• O que fazer: Dê a continuação do texto sobre as transformações da imprensa brasileira na década de 1950, começando logo depois da última frase apresentada.
══ Documento de origem
Friday, 19 de April de 2024 ISSN 1519-7670 - Ano 24 - nº 1284

A década das grandes mudanças

A década de 1950 é normalmente apontada pela historiografia da imprensa como um momento de profundas transformações do jornalismo nacional, sobretudo carioca. As reformas redacionais, gráficas e editoriais do Diário Carioca em 1950 e do Jornal do Brasil em 1956, assim como o surgimento de jornais inovadores, como a Tribuna da Imprensa em 1949 e a Última Hora em 1951, são considerados marcos inaugurais de uma nova fase da imprensa brasileira.

Foi nesse período que o modelo norte-americano se implantou definitivamente no jornalismo nacional, provocando não só a modernização das empresas e dos textos, mas também a profissionalização dos jornalistas e a constituição de todo um ideário sobre o que era o jornalismo e qual era a sua função social.

As reformas dos anos 1950 assinalaram a passagem do jornalismo político-literário para o empresarial. A imprensa abandonou definitivamente a tradição de polêmica, de crítica e de doutrina e a substituiu por um jornalismo que privilegiava a informação (transmitida ‘objetiva’ e ‘imparcialmente’ na forma de notícia) e que a separava (editorial e graficamente) do comentário pessoal e da opinião.
════
══ Dados apresentados
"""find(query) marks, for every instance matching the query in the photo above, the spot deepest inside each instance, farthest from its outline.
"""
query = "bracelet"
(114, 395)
════
• Resposta ao exercício:
No seu conjunto, essas mudanças parecem apontar para o processo de autonomização do campo jornalístico, sobretudo em relação às esferas políticas e literárias, que até então o dominaram. Até que ponto, no entanto, essas transformações representaram, de fato, uma ruptura radical com o modo anterior de fazer jornalismo? O que traziam de estruturalmente novo e o que representavam de continuidade em relação ao período anterior? Qual é o significado do conjunto dessas reformas (administrativas, redacionais, editoriais, gráficas e profissionais)? O que as impulsionou? Será que elas respondiam à mesma lógica de transformação do jornalismo nos países capitalistas avançados? Será que a racionalização da produção apontava para a implantação de um jornalismo de massa no país, para a incorporação da imprensa na esfera da indústria cultural? Ou será que a modernização do jornalismo nacional obedeceu a impulsos de outra ordem?

Segundo a hipótese central deste livro, foi ancorada no modelo norte-americano – centrado nos conceitos de objetividade e imparcialidade – que a imprensa (e a mídia jornalística em geral) se constituiu como um dos principais campos discursivos do nosso tempo, fundando sua legitimidade social e sua deontologia.

Imaginário da objetividade

A modernização – gráfica, editorial, lingüística e empresarial – da década de 1950 representou para a imprensa a construção de um lugar institucional que lhe permitiu, a partir de então, enunciar ‘oficialmente’ as verdades dos acontecimentos e se constituir como o registro factual por excelência. Essas mudanças constituíram um momento fundador, a partir do qual o jornalismo se afirmou enquanto fala autorizada em relação à semantização do real.

O discurso jornalístico passou a se revestir de uma aura de fidelidade aos fatos, que lhe conferiu um considerável poder social. Hoje, é principalmente por meio das suas operações discursivas que se realiza o trabalho de investimento de sentido sobre as transformações da realidade.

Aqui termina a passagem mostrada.